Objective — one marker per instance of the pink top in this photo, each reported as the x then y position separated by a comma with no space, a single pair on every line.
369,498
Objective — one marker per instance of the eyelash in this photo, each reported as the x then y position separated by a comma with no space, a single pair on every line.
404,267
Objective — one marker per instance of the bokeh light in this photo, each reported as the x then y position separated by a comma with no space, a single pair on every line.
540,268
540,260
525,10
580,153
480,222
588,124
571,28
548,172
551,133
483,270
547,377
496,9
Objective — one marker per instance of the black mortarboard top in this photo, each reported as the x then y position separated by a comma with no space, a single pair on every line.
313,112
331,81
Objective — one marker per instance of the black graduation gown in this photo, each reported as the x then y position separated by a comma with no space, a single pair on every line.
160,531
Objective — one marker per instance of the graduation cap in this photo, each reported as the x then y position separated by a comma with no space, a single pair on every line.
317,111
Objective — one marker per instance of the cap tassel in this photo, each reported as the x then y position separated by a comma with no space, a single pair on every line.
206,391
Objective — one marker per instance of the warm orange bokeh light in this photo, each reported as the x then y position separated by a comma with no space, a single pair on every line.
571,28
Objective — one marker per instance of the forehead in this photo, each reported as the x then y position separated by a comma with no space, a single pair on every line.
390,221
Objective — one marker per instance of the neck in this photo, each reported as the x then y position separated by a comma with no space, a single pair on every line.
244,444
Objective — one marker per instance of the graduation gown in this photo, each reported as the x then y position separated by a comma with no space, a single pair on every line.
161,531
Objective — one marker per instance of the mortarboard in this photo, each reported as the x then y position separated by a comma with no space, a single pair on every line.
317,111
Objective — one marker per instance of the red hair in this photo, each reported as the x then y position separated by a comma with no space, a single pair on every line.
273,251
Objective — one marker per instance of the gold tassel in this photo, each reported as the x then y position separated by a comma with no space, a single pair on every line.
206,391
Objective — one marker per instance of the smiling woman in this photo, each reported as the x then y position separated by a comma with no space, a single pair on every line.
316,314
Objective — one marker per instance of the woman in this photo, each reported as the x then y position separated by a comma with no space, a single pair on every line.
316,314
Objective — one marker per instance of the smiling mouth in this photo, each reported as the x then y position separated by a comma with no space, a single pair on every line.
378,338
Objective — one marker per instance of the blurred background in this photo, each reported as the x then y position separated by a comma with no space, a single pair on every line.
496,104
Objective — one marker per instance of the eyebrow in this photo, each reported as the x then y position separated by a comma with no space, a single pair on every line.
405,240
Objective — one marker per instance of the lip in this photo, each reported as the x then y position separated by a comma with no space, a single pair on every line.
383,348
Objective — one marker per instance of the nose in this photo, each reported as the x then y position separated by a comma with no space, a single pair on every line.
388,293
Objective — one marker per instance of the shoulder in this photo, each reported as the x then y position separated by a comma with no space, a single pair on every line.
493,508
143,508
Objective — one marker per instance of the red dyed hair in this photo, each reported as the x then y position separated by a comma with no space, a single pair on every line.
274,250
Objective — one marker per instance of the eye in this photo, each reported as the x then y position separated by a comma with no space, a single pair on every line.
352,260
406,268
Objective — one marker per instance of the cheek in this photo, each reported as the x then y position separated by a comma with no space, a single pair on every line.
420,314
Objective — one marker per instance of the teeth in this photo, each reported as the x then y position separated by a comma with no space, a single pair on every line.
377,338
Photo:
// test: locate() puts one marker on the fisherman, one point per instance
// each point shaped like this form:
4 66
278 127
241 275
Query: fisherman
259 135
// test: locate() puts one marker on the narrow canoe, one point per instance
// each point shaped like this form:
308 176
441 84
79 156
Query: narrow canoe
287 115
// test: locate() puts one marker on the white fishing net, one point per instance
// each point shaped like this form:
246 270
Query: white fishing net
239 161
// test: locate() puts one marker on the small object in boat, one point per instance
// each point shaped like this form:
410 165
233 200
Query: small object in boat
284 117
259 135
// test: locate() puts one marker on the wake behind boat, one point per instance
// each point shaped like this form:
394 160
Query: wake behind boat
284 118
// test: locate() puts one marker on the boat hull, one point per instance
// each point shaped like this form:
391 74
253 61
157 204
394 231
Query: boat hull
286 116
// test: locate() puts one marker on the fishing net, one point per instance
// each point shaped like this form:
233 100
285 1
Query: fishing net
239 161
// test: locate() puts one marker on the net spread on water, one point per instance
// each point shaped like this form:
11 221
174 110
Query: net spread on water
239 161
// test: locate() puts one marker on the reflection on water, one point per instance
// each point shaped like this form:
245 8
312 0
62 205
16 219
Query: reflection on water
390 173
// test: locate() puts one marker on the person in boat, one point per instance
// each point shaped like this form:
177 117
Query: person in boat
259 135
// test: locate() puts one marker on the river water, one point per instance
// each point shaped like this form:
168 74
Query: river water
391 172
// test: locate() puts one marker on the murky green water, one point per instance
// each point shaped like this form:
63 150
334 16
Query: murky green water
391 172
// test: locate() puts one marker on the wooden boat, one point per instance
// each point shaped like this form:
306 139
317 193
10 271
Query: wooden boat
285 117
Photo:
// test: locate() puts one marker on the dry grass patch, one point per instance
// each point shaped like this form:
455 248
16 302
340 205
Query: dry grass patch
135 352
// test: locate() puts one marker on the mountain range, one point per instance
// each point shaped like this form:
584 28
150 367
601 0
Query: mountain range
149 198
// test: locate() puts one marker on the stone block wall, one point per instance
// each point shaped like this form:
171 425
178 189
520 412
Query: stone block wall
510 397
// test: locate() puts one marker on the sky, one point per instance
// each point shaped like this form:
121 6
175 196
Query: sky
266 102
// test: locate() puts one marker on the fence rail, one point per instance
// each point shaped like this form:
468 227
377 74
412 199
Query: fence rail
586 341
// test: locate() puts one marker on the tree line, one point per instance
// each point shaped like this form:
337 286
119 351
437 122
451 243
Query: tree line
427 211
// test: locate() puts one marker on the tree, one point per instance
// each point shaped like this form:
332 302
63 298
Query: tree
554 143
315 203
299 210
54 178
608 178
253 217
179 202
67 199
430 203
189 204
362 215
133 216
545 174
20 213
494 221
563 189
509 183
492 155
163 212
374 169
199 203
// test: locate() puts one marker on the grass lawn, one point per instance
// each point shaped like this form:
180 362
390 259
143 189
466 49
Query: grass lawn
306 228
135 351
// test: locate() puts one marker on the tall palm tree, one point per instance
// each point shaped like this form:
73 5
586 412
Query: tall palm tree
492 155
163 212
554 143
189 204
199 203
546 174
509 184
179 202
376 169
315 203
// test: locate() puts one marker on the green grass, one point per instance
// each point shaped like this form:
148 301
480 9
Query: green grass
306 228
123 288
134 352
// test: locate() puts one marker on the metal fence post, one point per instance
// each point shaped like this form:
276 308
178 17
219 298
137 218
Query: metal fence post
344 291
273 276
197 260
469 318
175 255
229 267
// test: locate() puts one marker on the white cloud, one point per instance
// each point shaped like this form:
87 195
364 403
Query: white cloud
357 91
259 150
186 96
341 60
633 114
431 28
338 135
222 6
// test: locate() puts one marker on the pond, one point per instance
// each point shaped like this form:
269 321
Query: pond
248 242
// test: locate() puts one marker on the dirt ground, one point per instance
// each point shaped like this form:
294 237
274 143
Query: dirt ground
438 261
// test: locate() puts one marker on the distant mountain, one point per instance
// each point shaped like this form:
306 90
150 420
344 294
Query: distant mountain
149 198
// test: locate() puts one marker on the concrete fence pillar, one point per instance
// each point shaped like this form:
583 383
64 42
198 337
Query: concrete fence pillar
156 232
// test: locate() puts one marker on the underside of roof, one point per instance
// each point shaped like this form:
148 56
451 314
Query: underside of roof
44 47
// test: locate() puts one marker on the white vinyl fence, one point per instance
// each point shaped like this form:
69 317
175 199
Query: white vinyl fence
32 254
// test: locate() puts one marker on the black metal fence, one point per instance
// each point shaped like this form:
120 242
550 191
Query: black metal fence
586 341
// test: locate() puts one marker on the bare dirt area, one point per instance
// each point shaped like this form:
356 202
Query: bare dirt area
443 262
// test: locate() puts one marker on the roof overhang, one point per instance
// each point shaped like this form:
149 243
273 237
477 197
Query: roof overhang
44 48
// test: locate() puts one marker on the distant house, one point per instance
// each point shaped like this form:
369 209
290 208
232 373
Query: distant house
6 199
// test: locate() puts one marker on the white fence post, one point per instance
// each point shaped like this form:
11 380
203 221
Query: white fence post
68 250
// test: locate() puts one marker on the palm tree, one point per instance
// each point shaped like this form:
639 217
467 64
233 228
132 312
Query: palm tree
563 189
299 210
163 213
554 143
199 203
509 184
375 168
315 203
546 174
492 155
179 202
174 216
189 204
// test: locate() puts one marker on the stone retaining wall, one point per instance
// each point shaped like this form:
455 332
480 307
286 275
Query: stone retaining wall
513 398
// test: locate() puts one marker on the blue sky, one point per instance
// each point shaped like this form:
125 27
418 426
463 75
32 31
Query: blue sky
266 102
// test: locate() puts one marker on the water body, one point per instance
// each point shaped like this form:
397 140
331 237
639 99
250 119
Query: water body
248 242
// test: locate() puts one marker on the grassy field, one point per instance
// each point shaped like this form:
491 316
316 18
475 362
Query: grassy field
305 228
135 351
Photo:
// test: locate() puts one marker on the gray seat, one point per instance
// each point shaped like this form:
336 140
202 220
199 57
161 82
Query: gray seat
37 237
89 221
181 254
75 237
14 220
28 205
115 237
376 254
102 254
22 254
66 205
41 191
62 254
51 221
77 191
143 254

#### Written exercise
Set down, unchanged, the line that contains "body, one point per instance" together with every later line in the records, through the last one.

#### Exercise response
// test: locate() puts one marker on the water body, one point per instance
// each point shaped like this form:
397 140
331 237
639 99
250 119
Query: water body
248 242
// test: locate() puts one marker on the grassy field, one point per instance
// each point shaped like this form:
491 316
316 18
475 362
Query: grassy field
305 228
135 351
Photo:
// test: locate() puts one marker on the gray seat, one point per instance
// each point shaped like this form:
336 140
202 220
199 57
161 82
Query: gray seat
37 237
89 221
181 254
75 237
14 220
28 205
115 237
376 254
102 254
22 254
66 205
41 191
62 254
51 221
77 191
143 254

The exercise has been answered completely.